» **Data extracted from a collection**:
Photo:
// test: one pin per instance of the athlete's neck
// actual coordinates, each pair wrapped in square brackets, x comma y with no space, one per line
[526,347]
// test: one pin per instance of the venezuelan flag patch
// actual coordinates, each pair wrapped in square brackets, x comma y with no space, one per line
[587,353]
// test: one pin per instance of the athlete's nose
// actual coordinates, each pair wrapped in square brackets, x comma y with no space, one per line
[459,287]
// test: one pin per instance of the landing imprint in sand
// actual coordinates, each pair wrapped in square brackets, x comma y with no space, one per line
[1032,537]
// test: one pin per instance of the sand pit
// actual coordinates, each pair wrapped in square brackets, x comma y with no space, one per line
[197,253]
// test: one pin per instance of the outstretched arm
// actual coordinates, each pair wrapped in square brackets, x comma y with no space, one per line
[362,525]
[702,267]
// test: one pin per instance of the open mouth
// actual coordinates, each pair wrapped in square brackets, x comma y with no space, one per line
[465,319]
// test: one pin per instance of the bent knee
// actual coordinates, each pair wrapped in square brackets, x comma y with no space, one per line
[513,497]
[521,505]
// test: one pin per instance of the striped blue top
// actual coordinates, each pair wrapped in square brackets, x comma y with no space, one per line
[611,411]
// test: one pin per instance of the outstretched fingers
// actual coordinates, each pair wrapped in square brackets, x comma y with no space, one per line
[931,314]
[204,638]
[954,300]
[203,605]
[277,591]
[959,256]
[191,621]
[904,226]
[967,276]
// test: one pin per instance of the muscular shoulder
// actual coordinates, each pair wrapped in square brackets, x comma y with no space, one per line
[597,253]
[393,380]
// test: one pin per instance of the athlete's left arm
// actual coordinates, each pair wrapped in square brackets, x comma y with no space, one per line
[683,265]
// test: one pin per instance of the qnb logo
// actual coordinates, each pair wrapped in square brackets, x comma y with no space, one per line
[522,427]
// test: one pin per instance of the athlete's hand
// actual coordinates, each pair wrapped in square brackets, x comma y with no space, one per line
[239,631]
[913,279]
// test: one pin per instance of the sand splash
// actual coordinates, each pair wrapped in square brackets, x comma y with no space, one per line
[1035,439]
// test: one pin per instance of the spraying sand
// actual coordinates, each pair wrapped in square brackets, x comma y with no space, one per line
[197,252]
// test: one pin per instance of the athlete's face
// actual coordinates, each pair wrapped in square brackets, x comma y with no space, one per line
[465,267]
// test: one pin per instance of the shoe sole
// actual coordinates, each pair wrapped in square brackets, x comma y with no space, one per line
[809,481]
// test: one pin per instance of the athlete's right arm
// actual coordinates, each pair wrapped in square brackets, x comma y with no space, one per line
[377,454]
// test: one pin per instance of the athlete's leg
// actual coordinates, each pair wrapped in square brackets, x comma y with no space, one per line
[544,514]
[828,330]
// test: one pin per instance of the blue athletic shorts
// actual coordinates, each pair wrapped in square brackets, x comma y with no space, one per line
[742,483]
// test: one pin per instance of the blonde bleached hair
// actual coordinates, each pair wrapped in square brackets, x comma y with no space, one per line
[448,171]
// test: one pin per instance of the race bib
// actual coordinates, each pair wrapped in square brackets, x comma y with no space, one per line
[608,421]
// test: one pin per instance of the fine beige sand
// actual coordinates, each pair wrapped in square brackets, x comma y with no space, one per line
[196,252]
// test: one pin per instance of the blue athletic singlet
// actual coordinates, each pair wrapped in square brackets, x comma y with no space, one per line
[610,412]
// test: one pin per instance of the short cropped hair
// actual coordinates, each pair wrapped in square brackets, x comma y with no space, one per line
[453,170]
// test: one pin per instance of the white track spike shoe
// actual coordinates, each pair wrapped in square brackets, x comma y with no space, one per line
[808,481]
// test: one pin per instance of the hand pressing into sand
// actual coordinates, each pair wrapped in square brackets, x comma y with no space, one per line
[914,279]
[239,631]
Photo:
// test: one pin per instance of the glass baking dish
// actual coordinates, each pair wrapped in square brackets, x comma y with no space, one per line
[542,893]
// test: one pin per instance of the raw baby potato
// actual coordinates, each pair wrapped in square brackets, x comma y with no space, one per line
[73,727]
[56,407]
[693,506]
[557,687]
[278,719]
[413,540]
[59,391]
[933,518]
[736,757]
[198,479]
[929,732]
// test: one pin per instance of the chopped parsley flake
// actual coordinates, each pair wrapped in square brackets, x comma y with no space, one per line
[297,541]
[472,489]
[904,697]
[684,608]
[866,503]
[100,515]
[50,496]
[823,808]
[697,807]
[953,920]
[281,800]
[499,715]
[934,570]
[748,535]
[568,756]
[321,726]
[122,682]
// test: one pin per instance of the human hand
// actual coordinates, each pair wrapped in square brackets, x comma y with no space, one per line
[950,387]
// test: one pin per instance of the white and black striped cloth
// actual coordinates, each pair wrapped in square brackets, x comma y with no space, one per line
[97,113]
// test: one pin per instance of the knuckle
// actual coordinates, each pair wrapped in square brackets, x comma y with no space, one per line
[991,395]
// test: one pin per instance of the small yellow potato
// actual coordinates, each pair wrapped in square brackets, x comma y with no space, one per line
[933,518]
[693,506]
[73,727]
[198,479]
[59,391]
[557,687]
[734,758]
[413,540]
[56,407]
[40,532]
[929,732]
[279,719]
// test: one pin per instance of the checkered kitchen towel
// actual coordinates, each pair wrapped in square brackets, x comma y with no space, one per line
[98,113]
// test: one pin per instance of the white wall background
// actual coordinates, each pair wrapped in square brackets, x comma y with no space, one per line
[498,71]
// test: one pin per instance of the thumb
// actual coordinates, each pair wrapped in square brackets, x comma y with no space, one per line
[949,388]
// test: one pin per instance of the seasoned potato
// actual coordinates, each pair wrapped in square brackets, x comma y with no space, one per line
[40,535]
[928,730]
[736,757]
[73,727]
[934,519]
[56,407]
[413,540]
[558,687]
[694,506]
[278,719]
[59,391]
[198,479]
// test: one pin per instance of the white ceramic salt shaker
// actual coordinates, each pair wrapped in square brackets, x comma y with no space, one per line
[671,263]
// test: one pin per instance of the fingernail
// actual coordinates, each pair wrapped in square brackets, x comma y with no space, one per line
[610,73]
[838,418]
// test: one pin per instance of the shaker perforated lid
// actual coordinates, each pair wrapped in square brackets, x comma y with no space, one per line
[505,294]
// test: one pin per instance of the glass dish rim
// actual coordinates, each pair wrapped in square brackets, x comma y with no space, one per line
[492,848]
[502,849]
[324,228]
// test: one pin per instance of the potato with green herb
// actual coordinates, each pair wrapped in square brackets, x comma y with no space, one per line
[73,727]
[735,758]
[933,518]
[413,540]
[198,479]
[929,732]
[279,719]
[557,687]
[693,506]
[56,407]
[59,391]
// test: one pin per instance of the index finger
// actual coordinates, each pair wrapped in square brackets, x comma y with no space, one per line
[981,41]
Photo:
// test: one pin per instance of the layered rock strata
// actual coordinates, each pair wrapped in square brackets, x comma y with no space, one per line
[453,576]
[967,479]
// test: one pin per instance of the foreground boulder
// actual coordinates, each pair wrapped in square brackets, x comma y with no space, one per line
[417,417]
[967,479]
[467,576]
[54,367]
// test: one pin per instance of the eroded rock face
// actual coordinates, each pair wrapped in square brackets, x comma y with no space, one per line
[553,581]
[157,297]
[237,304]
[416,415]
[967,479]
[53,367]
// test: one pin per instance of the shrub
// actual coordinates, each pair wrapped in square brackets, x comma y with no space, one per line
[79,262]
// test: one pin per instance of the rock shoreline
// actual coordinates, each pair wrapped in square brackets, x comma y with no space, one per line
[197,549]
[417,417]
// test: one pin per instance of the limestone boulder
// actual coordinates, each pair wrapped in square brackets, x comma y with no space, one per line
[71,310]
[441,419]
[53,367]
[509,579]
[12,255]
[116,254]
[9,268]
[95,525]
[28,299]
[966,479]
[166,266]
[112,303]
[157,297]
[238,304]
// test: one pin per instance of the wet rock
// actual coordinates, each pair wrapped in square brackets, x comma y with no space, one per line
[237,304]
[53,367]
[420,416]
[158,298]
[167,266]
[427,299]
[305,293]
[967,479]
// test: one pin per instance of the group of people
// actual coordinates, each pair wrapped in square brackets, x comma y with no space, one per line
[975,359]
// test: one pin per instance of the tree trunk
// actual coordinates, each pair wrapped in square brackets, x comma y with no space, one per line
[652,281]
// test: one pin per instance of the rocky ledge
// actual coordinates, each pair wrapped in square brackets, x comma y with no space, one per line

» **TASK DESCRIPTION**: From the entries, give the number of lines where the string "shoe" is found, and nothing else.

» **WORKED SOLUTION**: 2